Exercise directions: What follows are records. Restate all of them word for word.

-- BEGIN Excerpted data --

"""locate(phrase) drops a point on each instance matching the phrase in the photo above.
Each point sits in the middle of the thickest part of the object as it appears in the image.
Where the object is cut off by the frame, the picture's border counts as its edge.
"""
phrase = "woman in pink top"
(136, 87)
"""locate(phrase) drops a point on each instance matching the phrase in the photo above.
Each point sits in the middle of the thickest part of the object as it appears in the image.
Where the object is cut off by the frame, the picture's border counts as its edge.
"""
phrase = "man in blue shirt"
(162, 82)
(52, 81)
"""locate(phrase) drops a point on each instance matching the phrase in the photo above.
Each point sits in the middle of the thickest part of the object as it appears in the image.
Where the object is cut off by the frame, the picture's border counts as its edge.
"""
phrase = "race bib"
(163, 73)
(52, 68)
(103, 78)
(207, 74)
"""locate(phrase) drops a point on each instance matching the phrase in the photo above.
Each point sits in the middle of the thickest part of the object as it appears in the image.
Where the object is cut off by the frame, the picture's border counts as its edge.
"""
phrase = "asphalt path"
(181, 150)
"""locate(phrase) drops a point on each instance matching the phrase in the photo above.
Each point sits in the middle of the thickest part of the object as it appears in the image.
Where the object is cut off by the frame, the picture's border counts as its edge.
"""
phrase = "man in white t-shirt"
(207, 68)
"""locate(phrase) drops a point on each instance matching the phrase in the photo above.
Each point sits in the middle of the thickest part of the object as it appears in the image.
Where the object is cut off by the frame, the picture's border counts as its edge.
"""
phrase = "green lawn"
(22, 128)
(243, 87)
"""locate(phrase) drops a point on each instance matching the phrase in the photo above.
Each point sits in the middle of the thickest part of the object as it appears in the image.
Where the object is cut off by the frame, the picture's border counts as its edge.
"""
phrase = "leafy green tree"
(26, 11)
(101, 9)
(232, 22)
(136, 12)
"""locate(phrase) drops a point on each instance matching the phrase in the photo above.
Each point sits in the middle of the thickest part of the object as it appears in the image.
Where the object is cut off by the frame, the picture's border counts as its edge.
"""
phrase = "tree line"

-- END Excerpted data --

Task response:
"""locate(phrase) drops a point on each instance matching the phrase in the photo above.
Each point sits in the middle of the thickest part of the object as it appears in the image.
Where the object is cut off by the frame, the picture's border counts as its edge.
"""
phrase = "woman in pink top"
(136, 87)
"""locate(phrase) drops a point on each instance matching the phrase in the photo above.
Each point sits in the middle of the thickest part of the object as it appears in the image.
Where the object is cut off by the frame, the picture's border counts as its edge.
"""
phrase = "man in blue shirt"
(162, 82)
(52, 81)
"""locate(phrase) drops a point on each instance matching the phrase in the photo above.
Each point sits in the middle of the thickest part of the object as it appears in the image.
Where the object is cut off by the frame, the picture's border counts as its edge.
"""
phrase = "race bib"
(163, 73)
(52, 68)
(103, 78)
(207, 74)
"""locate(phrase) drops a point on each instance matching the phrase in the photo above.
Each point sits in the middle of the thickest part of the object as it appears in the image.
Where the object is cut off by the frame, the picture's border counts as its edge.
"""
phrase = "asphalt path"
(181, 150)
"""locate(phrase) drops a point on each instance matching the phrase in the photo above.
Each point sits in the middle of the thickest part of the object as it appears in the image.
Where the object is cut off by the frame, the picture's border counts as its edge.
"""
phrase = "man in white t-shirt"
(207, 68)
"""locate(phrase) drops a point on each instance matching the phrase in the photo above.
Each point sits in the middle of the thickest part of the object as it appears in the image.
Where the object is cut off by the frame, the picture's border counts as its edge.
"""
phrase = "green lawn"
(22, 128)
(243, 87)
"""locate(phrase) drops a point on each instance matching the phrase in the photo above.
Each point sits in the middle of the thickest part of the object as it appears in the image.
Where the object is cut off by the frame, the picture's border counts as its edge.
"""
phrase = "leafy green tree"
(26, 11)
(101, 9)
(232, 22)
(136, 12)
"""locate(phrase) drops a point on each instance matching the phrase in the photo above.
Each point sits in the middle of the thickest part of the object as it appears in the image.
Where the object is cut off by the frame, the picture's border counts as its edge.
"""
phrase = "tree line"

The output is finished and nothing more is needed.